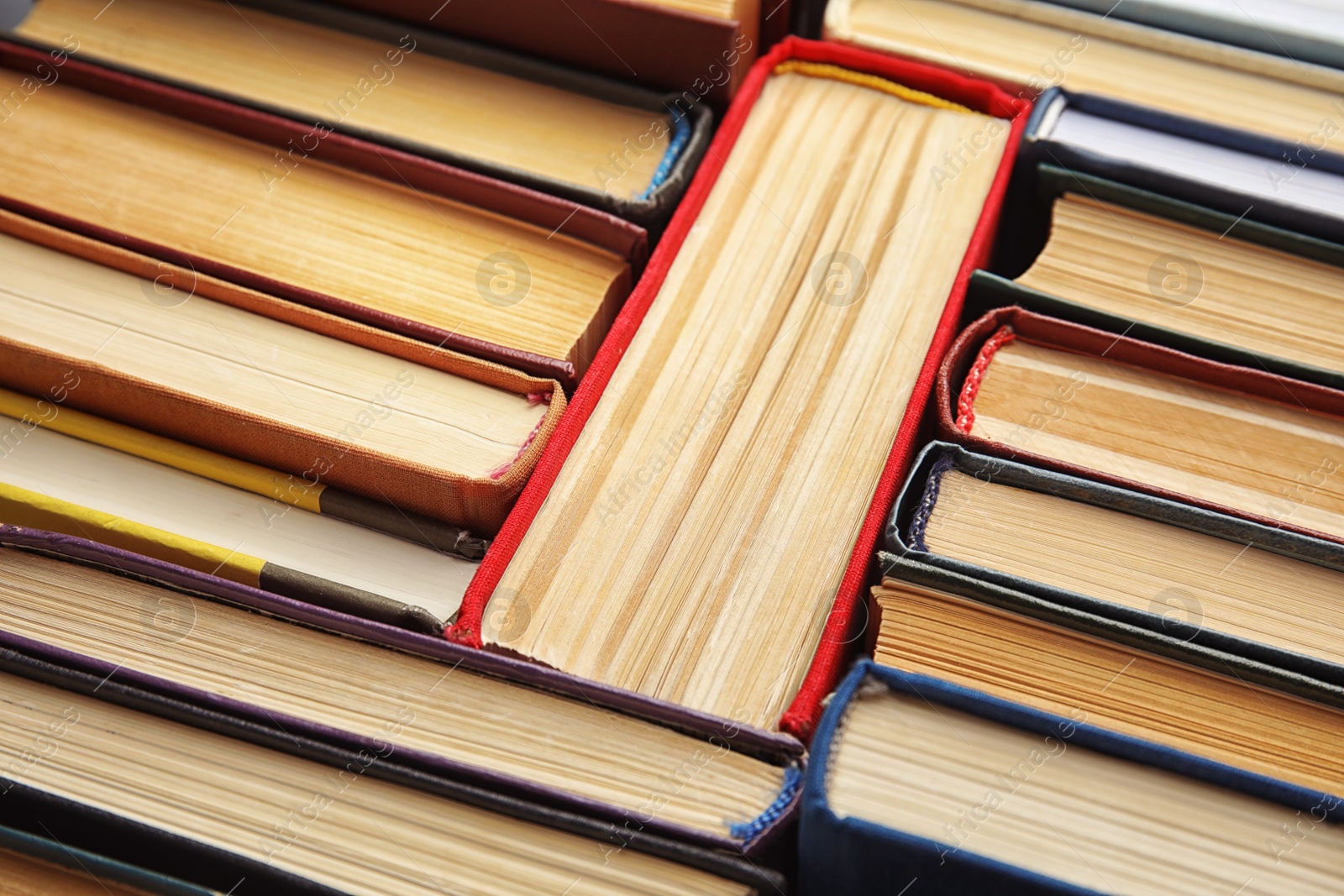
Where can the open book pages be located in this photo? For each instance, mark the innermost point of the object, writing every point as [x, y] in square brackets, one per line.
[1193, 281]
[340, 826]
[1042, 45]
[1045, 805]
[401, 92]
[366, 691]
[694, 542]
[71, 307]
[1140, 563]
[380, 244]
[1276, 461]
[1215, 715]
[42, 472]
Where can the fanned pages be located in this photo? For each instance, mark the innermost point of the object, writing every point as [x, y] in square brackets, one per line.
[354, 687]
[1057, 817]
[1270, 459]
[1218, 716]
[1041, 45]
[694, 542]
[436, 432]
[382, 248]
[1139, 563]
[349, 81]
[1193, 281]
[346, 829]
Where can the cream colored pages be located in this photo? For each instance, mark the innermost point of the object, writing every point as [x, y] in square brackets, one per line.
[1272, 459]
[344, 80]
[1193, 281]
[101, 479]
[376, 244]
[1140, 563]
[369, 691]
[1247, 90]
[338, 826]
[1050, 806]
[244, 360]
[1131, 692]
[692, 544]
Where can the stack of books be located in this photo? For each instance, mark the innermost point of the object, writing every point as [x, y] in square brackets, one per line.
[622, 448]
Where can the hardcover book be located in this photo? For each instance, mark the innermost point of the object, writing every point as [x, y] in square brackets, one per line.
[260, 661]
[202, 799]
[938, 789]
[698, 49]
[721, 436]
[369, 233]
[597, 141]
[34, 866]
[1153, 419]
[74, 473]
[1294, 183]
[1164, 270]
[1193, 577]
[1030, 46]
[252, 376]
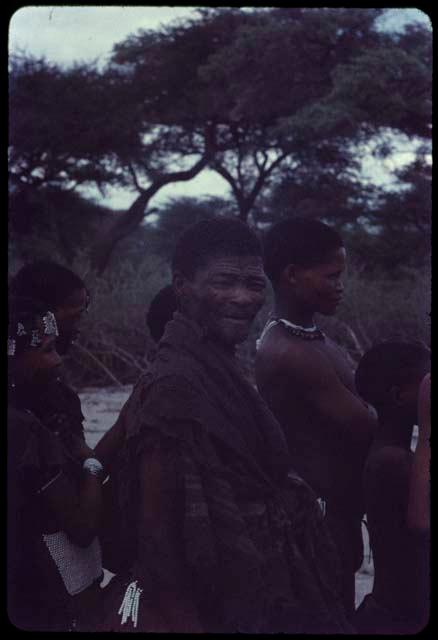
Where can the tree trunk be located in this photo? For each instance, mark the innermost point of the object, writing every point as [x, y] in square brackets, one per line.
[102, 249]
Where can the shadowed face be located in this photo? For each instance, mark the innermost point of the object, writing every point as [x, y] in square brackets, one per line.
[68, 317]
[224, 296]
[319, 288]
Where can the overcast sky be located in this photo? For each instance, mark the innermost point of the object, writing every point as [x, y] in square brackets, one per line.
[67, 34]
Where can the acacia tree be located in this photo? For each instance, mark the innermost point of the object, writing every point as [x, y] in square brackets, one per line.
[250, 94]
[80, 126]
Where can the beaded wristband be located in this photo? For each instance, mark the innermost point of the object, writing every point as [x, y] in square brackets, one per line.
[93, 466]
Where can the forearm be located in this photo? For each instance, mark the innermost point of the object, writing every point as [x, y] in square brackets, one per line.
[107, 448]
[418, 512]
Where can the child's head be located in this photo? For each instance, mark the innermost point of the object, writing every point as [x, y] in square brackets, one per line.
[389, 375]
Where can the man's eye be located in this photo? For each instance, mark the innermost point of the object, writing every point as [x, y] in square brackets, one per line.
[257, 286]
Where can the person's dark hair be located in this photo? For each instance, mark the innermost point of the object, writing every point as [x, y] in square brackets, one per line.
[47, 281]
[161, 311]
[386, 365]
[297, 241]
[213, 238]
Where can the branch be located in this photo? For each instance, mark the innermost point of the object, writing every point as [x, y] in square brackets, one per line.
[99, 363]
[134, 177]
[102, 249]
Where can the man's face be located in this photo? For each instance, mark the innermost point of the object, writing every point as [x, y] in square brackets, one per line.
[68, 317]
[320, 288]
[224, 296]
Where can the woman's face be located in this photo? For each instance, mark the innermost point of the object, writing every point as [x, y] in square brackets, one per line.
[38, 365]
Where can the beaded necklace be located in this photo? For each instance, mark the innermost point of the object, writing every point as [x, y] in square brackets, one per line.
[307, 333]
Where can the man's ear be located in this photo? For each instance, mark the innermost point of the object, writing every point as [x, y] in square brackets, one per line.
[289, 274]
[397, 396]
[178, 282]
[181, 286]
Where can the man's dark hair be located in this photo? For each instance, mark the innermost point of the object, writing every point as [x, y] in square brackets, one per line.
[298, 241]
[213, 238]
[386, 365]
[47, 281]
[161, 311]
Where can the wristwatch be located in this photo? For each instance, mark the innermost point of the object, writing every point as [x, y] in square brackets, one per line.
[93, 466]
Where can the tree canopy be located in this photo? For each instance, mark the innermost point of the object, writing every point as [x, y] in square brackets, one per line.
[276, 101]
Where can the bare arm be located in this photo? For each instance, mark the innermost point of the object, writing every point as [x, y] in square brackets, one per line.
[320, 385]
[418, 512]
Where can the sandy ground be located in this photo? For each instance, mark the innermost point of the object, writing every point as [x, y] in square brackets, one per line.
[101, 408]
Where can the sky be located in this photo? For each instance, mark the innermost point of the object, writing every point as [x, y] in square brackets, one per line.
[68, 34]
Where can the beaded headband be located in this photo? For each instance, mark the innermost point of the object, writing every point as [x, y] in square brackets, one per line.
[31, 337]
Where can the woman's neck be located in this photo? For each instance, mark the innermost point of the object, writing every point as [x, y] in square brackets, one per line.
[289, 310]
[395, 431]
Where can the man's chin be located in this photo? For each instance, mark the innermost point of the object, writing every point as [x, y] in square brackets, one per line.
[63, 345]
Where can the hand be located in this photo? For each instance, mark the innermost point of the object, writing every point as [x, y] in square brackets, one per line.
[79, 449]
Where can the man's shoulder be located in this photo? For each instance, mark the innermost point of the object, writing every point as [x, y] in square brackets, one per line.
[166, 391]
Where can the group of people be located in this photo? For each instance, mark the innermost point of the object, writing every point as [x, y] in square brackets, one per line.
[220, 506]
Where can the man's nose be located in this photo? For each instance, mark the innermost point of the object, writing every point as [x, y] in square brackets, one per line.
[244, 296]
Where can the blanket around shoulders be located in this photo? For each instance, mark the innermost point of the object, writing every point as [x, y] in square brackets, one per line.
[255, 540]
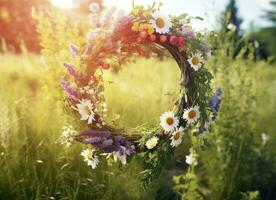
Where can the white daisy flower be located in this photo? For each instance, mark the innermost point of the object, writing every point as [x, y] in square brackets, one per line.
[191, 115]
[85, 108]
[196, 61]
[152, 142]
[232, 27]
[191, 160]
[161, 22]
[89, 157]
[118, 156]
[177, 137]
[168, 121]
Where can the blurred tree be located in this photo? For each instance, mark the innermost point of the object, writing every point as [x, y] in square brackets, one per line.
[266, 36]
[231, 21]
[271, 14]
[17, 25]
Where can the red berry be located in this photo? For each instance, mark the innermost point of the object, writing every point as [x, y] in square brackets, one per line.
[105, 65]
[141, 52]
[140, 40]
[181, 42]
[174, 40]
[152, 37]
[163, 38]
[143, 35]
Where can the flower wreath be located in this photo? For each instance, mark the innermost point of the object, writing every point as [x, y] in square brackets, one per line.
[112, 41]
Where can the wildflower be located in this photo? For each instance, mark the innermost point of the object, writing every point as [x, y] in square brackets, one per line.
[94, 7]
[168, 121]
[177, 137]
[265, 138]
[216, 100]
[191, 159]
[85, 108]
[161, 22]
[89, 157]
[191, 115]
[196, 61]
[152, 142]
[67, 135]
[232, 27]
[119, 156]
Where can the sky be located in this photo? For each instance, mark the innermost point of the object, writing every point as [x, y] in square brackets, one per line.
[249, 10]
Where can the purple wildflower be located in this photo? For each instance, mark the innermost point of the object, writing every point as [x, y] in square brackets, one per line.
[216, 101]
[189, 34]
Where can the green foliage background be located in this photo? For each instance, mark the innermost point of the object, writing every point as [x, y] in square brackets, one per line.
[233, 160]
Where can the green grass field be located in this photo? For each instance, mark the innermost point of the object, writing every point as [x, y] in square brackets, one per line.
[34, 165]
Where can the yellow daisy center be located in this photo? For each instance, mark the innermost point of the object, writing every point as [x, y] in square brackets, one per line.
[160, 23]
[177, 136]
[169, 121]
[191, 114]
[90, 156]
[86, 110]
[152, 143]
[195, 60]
* * *
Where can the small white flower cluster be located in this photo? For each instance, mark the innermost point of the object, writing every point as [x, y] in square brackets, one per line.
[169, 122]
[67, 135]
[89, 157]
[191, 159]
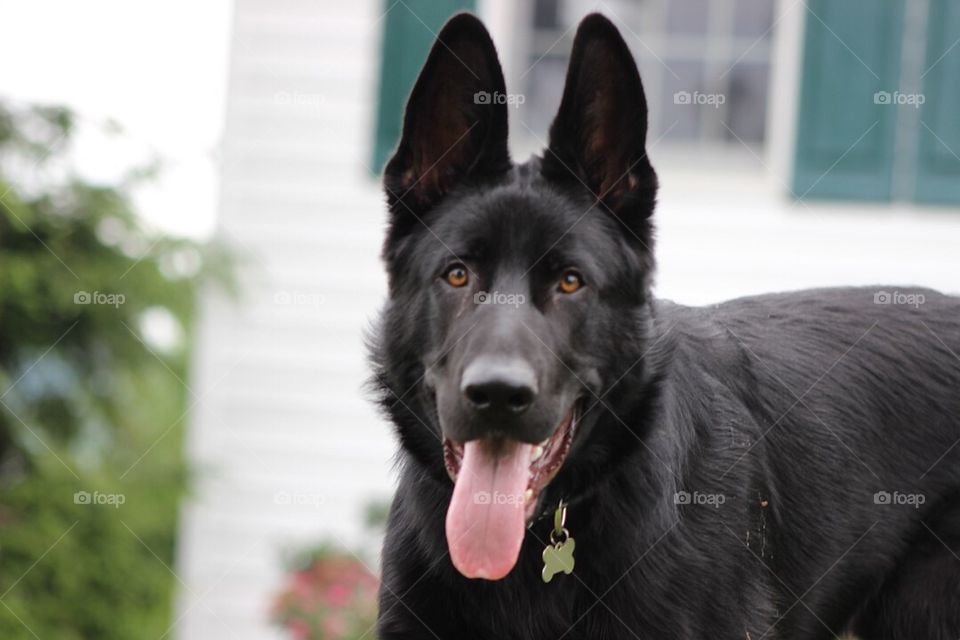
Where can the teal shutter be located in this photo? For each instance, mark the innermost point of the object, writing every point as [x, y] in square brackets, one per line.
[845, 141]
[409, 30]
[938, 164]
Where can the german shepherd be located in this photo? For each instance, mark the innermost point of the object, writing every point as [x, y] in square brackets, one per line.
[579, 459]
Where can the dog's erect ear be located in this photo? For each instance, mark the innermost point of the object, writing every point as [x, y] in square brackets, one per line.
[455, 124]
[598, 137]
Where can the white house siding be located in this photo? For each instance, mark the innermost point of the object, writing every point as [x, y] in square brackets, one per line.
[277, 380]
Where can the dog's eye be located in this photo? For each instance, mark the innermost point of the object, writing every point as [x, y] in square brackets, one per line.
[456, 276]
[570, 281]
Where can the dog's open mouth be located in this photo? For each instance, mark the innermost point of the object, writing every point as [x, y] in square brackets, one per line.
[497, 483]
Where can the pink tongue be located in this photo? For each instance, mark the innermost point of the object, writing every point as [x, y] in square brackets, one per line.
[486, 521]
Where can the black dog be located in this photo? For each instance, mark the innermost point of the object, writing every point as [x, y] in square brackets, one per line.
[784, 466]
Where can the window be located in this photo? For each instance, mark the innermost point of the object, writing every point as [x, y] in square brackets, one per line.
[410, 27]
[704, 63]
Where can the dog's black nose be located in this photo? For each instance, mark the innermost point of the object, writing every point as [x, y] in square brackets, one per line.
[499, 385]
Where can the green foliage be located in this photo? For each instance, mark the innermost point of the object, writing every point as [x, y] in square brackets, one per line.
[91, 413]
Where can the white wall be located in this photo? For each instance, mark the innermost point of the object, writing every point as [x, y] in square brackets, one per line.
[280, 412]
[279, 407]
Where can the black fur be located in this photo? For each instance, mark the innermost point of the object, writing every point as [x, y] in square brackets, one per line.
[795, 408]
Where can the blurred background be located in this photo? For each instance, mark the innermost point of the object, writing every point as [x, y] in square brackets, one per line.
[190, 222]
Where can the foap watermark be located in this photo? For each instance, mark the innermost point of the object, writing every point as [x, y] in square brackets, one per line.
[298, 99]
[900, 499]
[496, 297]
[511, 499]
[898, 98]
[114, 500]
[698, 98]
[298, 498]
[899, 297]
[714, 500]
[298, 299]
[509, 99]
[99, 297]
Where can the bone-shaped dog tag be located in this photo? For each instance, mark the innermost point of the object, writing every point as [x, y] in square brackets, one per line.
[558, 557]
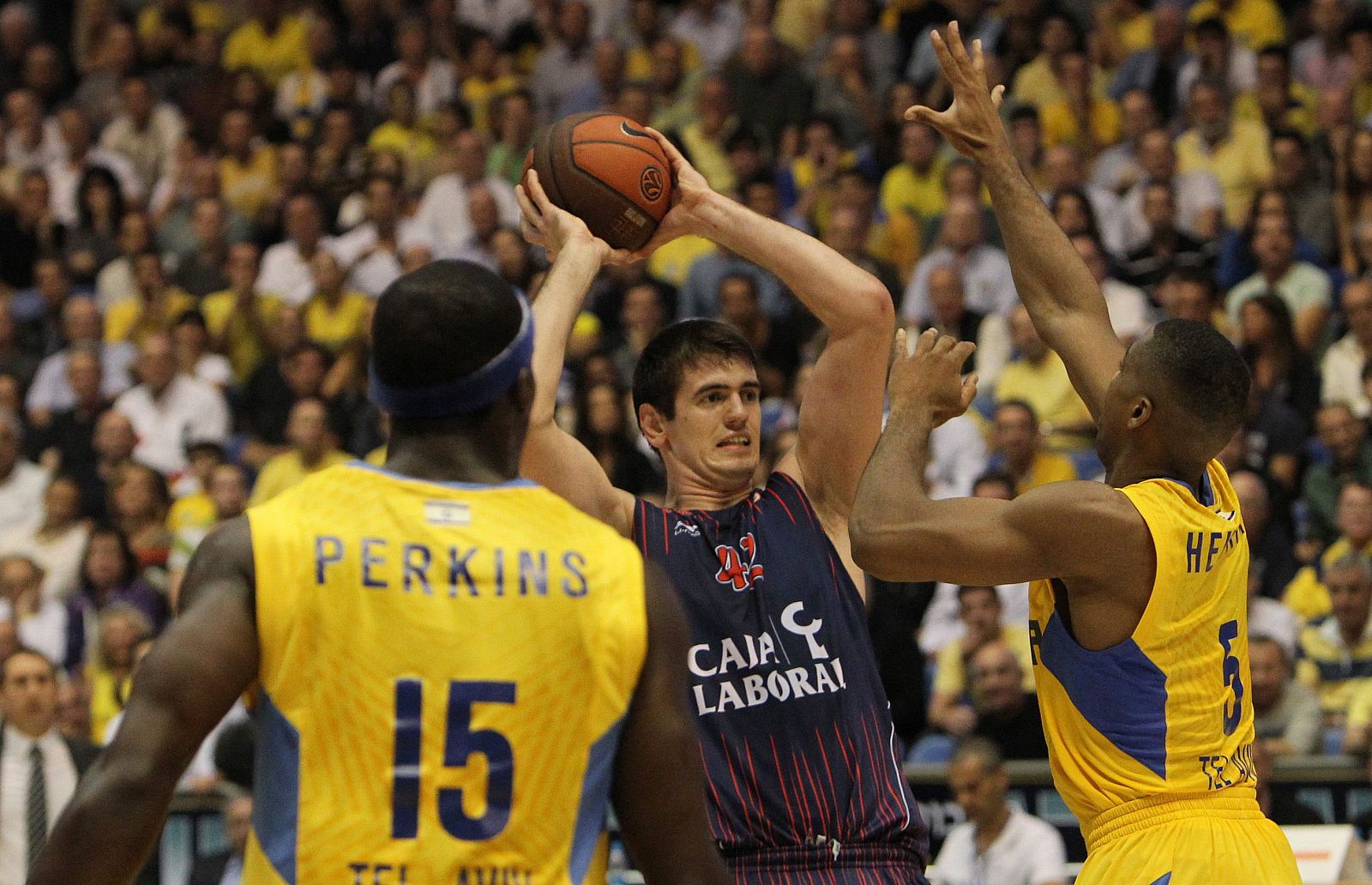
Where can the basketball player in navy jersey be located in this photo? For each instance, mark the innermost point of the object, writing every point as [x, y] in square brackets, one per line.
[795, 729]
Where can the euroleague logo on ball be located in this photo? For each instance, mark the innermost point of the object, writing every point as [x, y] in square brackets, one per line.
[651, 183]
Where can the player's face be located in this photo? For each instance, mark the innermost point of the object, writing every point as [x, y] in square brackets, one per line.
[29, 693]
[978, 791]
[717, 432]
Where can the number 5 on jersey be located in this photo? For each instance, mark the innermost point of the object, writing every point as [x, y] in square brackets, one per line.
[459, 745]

What you will do: List each line of the records that contains the word "woman", copying every such line in full.

Answer to the exercise:
Where can the woman's face be located in this photo? For each instance, mark the innermost point of the object, writing every point as [x, y] in square brackets, one per line.
Where can the woman's neck be located in this photo? For each instance, mark the innermost point of the object, writing every point as [x, y] in square brackets, one per line.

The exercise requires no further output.